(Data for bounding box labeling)

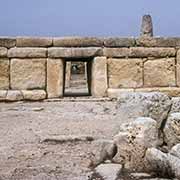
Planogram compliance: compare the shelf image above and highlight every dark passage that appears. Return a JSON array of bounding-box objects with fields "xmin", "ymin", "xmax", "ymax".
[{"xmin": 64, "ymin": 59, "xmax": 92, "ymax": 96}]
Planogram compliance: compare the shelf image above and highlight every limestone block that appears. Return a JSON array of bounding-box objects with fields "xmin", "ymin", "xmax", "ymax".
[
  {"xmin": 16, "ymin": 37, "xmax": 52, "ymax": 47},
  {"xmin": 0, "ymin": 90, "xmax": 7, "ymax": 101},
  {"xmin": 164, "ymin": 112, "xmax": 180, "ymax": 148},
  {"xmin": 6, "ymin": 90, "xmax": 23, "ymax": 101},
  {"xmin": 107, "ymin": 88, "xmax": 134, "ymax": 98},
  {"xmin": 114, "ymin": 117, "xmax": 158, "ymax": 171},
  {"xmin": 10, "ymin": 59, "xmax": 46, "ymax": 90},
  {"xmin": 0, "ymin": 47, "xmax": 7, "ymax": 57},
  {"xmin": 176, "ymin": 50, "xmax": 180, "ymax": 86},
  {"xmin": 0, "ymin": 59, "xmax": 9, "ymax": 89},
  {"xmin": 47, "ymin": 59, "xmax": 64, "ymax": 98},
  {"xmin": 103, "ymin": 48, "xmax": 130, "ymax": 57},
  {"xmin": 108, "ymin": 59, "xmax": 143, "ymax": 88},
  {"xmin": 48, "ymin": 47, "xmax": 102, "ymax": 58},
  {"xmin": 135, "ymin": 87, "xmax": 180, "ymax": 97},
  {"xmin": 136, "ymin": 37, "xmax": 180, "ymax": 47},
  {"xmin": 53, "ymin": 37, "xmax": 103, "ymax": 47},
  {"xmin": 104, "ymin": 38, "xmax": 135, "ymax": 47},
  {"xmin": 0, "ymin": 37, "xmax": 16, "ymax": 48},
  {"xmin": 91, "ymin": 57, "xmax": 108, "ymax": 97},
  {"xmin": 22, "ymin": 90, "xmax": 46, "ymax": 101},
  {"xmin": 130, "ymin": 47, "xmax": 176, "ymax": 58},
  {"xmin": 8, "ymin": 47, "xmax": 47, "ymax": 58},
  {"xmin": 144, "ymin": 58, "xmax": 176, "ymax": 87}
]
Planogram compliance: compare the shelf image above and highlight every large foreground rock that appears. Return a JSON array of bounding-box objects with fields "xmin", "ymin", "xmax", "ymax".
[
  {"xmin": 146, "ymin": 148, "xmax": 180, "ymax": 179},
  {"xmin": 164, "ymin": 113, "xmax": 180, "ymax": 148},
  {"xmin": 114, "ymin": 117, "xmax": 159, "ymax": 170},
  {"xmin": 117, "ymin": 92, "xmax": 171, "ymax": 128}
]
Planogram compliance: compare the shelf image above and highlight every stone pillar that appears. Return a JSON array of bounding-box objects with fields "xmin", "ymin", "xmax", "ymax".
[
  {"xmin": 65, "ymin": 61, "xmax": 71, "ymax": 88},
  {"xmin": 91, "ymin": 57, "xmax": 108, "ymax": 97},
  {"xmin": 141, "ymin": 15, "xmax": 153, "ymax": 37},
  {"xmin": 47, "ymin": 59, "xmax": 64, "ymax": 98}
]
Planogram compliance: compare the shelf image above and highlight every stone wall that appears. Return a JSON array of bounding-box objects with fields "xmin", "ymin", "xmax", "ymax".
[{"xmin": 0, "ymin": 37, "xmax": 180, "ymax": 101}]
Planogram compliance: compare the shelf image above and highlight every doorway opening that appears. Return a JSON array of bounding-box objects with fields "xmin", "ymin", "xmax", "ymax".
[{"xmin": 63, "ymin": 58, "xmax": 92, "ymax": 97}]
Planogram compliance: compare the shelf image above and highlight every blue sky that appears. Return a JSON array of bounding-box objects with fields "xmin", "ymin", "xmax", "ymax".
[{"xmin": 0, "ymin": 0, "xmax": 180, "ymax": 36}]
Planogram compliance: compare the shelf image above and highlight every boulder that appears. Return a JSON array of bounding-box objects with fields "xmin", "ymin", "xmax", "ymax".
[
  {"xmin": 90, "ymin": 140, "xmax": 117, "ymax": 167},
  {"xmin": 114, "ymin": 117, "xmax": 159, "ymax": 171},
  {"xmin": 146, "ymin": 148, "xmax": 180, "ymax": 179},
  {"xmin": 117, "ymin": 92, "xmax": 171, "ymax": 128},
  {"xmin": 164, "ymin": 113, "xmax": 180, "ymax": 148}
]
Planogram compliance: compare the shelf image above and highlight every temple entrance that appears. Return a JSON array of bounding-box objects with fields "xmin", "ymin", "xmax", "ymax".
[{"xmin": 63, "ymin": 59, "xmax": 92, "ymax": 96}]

## TASK DETAILS
Write out the data word for word, starting with the line that contains "every stone pillar" and going on through the end of the data.

## SOLUTION
Planogram compliance: compare the shelf image above and highlight every stone pillar that appears. Return a JSON array of bounding-box objects with fields "xmin", "ymin", "xmax", "ymax".
[
  {"xmin": 65, "ymin": 61, "xmax": 71, "ymax": 88},
  {"xmin": 91, "ymin": 57, "xmax": 108, "ymax": 97},
  {"xmin": 141, "ymin": 15, "xmax": 153, "ymax": 37},
  {"xmin": 47, "ymin": 59, "xmax": 64, "ymax": 98}
]
Planogram compliance: compare the shelf image above and highlight every stone wall that appears. Return a JSON array of bounding-box objects with fields "xmin", "ymin", "xmax", "ymax".
[{"xmin": 0, "ymin": 37, "xmax": 180, "ymax": 101}]
Planogram compliance: compare the shelf image above and highlight every doorway opening that appears. Return a JSON array of bounding-box objects with fields "xmin", "ymin", "xmax", "ymax".
[{"xmin": 63, "ymin": 58, "xmax": 92, "ymax": 97}]
Planogram compliance: compare the shelf image above and highlight every blue sky that appears. Return a JSON array of bounding-box objects with fields "xmin", "ymin", "xmax", "ymax".
[{"xmin": 0, "ymin": 0, "xmax": 180, "ymax": 36}]
Planogram compliance: compare the shelf image above and highlight every boulder that appears. Return a JSON array of bounding-box objects with fields "xmin", "ymin", "xmax", "ymax".
[
  {"xmin": 90, "ymin": 140, "xmax": 117, "ymax": 167},
  {"xmin": 114, "ymin": 117, "xmax": 159, "ymax": 171},
  {"xmin": 146, "ymin": 148, "xmax": 180, "ymax": 179},
  {"xmin": 117, "ymin": 92, "xmax": 171, "ymax": 128},
  {"xmin": 164, "ymin": 113, "xmax": 180, "ymax": 148}
]
Planogram compliance: compare the shelf image above and highlight every temple entrance that appears. Return a JSON array of bounding-box objects with fields "xmin", "ymin", "xmax", "ymax".
[{"xmin": 63, "ymin": 59, "xmax": 92, "ymax": 96}]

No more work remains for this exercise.